*DATA SUPPLIED*
******
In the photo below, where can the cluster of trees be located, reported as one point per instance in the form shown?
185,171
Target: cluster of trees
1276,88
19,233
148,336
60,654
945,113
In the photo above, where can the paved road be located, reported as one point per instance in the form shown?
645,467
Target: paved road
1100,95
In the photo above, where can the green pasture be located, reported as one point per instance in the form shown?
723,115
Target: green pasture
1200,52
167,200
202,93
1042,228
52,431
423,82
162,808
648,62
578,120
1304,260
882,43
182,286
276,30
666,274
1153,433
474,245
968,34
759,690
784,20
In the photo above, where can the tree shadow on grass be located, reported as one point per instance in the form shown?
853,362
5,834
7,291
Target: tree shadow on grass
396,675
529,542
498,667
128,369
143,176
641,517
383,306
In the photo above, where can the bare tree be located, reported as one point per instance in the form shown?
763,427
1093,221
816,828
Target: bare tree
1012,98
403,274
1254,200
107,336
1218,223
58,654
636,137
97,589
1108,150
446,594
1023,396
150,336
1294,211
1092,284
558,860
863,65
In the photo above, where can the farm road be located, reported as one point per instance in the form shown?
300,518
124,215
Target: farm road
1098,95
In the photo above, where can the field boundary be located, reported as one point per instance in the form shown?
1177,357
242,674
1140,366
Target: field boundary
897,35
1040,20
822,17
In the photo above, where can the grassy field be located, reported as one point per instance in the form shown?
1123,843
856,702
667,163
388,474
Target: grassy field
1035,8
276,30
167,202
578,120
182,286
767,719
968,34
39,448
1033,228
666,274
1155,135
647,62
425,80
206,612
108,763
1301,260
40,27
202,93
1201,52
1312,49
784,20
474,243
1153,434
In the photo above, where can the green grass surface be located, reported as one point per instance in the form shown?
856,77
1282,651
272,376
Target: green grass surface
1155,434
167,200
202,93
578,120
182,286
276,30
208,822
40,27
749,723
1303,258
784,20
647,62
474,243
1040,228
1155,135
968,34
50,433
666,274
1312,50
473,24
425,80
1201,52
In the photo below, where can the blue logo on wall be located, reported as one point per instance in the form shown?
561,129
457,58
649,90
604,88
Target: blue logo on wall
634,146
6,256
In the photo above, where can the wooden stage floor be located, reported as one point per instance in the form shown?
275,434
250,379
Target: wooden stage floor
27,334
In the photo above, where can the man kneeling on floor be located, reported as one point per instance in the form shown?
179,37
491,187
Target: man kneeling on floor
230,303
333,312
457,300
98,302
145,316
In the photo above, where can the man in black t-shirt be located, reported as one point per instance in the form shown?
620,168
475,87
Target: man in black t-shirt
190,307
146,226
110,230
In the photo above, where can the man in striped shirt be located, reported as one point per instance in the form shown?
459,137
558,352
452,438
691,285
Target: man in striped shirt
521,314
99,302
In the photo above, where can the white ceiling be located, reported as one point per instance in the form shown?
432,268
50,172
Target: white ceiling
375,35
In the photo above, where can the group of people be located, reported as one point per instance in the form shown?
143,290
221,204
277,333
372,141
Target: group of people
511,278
******
*GIVEN PROBLEM*
Reproduce all of the data above verbatim, line for line, with no changes.

*ANSWER TO THE PROBLEM*
In the photo below, where can the cluster of trees be located, reported as one point per instance in the form shown?
185,171
Target: cluster of trees
1276,88
19,233
148,336
60,654
945,113
In the photo above, where can the paved road be located, reported as one point per instance in the form shown?
645,467
Target: paved road
1100,95
In the photo above, where can the green pasture be located, reported as one point per instance in the form shown?
723,115
Target: green pasture
1200,52
167,200
202,93
1042,228
52,431
423,82
162,808
648,62
578,120
1304,260
882,43
182,286
276,30
666,274
1153,433
474,245
968,34
759,690
784,20
In the photo above, where can the tree shadow on grass be located, reported as one point per instance in the form shown?
853,362
5,834
7,291
Target: tree shadow on grass
396,675
529,542
498,667
128,369
143,176
641,517
383,306
In the photo above, where can the bare tree be located, reported as one point per instance in the form shown?
763,427
1093,221
816,828
Target: bare tree
1012,98
403,274
1254,200
107,336
1218,223
58,654
636,137
97,589
1108,150
446,594
1023,396
150,336
1294,211
1092,284
558,860
863,65
In the photo above, where can the farm road be located, reported as one point per instance in the form shown?
300,518
124,215
Target: farm road
1098,95
In the photo above, where can the field boundary be located, reported as one point per instance in the form shown?
1177,357
242,674
1140,366
Target: field boundary
897,35
1040,20
822,17
In the photo above, where can the grassy field be located, reported as one point per instance in the form shown?
1123,843
856,702
667,163
388,474
Target: grassy field
1035,8
276,30
167,202
578,120
182,286
767,719
968,34
39,448
1033,228
666,274
1155,135
647,62
425,80
206,612
108,763
1301,260
40,27
202,93
1201,52
1312,49
784,20
474,243
1153,434
In the photo above, where can the green grass surface be located, reported as one point per instance in the form shown?
856,77
1282,651
272,376
Target: green grass surface
1155,434
167,200
202,93
578,120
182,286
276,30
208,822
40,27
749,723
1303,258
784,20
647,62
474,243
1040,228
1155,135
968,34
50,433
666,274
1312,50
473,24
425,80
1201,52
In the photo below, where can the blue logo on wall be located, reported as one point per instance in the form shown?
561,129
457,58
649,90
604,88
Target: blue logo on wall
634,146
6,256
In the photo above, where can the wooden stage floor be located, reported as one point per instance in the form shown?
275,434
250,379
Target: wooden stage floor
27,334
In the photo above, where can the man kneeling on floor be located, reported as one point per instance in the form shown?
179,37
491,187
Target: man kneeling on floor
230,303
333,312
457,300
98,302
145,316
In the photo above, where can the man in black t-shirt be located, reported as one point per instance in the form shown?
620,168
475,87
Target: man in black t-shirt
190,307
146,226
110,230
In the photo above, where can the man in striped shirt be located, reported as one point per instance in the form shown?
459,137
558,352
452,438
691,285
Target: man in striped shirt
521,314
99,302
In the photo above, where can the white ceiling be located, reported as one point per instance in the form shown?
432,268
50,172
Target: white ceiling
375,35
In the photo above, where can the group of people be located, reported as one point per instance in the form shown?
143,290
221,204
277,333
372,141
Target: group of people
511,278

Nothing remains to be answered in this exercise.